Repeat the listing in full, exactly as it stands.

-- Start DATA SECTION --

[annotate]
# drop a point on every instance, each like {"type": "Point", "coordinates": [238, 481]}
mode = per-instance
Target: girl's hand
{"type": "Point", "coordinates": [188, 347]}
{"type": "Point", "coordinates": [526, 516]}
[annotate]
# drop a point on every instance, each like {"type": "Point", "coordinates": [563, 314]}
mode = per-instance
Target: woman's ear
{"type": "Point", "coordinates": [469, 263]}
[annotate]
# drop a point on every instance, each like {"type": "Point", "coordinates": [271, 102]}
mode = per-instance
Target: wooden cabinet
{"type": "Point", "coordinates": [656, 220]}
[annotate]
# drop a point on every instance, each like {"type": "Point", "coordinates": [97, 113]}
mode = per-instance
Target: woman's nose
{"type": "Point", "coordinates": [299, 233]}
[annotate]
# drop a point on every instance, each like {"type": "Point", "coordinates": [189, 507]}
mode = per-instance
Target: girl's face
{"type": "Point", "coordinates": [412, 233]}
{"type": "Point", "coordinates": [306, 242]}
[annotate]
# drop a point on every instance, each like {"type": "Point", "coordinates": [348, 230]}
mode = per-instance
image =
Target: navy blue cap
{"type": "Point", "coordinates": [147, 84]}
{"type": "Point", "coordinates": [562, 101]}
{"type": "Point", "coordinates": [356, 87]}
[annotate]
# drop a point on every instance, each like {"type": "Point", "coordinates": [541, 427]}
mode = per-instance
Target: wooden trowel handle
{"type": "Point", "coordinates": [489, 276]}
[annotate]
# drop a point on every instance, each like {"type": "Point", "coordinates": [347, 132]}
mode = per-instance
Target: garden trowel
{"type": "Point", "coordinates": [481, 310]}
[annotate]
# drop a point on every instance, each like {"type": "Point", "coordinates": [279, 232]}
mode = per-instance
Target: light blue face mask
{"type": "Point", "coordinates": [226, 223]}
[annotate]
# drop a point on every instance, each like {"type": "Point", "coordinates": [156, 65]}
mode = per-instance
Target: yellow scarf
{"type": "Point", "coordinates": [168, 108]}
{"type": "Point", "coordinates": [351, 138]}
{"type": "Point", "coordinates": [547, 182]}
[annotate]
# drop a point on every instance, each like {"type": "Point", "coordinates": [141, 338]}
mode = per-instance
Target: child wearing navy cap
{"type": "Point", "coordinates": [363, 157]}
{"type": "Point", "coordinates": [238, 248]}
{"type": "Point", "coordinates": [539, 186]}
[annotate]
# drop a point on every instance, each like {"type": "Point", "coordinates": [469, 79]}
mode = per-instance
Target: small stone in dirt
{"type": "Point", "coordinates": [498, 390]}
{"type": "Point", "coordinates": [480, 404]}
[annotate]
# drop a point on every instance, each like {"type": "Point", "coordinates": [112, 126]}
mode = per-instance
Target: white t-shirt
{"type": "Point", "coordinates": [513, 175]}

-- End DATA SECTION --

• _ANSWER_
[annotate]
# drop a point on every instance, each like {"type": "Point", "coordinates": [238, 481]}
mode = per-instance
Target: girl's hand
{"type": "Point", "coordinates": [188, 347]}
{"type": "Point", "coordinates": [526, 516]}
[annotate]
# drop a point on every instance, each like {"type": "Point", "coordinates": [563, 314]}
mode = per-instance
Target: woman's ear
{"type": "Point", "coordinates": [469, 263]}
[annotate]
# drop a point on every instance, each like {"type": "Point", "coordinates": [271, 102]}
mode = per-instance
Target: wooden cabinet
{"type": "Point", "coordinates": [656, 220]}
[annotate]
# drop a point on every instance, each like {"type": "Point", "coordinates": [97, 113]}
mode = per-instance
Target: woman's nose
{"type": "Point", "coordinates": [299, 233]}
[annotate]
# drop a point on every instance, each like {"type": "Point", "coordinates": [189, 507]}
mode = per-instance
Target: girl's face
{"type": "Point", "coordinates": [412, 233]}
{"type": "Point", "coordinates": [306, 242]}
[annotate]
# drop a point on every instance, each like {"type": "Point", "coordinates": [348, 230]}
mode = per-instance
image =
Target: navy blue cap
{"type": "Point", "coordinates": [147, 84]}
{"type": "Point", "coordinates": [562, 101]}
{"type": "Point", "coordinates": [356, 87]}
[annotate]
# drop a point on every instance, each like {"type": "Point", "coordinates": [541, 427]}
mode = per-instance
Target: wooden trowel handle
{"type": "Point", "coordinates": [489, 276]}
[annotate]
# drop a point on every instance, each like {"type": "Point", "coordinates": [347, 132]}
mode = per-instance
Target: garden trowel
{"type": "Point", "coordinates": [481, 310]}
[annotate]
# drop a point on every instance, each like {"type": "Point", "coordinates": [279, 232]}
mode = per-instance
Target: light blue face mask
{"type": "Point", "coordinates": [226, 223]}
[annotate]
# drop a point on every instance, each like {"type": "Point", "coordinates": [156, 65]}
mode = per-instance
Target: yellow scarf
{"type": "Point", "coordinates": [168, 108]}
{"type": "Point", "coordinates": [351, 138]}
{"type": "Point", "coordinates": [547, 182]}
[annotate]
# drop a point on every instance, each like {"type": "Point", "coordinates": [141, 338]}
mode = per-instance
Target: child wearing navy cap
{"type": "Point", "coordinates": [363, 157]}
{"type": "Point", "coordinates": [238, 248]}
{"type": "Point", "coordinates": [539, 186]}
[annotate]
# drop a point on every instance, each like {"type": "Point", "coordinates": [469, 79]}
mode = per-instance
Target: small stone in dirt
{"type": "Point", "coordinates": [498, 390]}
{"type": "Point", "coordinates": [480, 404]}
[annotate]
# drop a point on every instance, each like {"type": "Point", "coordinates": [112, 126]}
mode = per-instance
Target: white t-shirt
{"type": "Point", "coordinates": [513, 175]}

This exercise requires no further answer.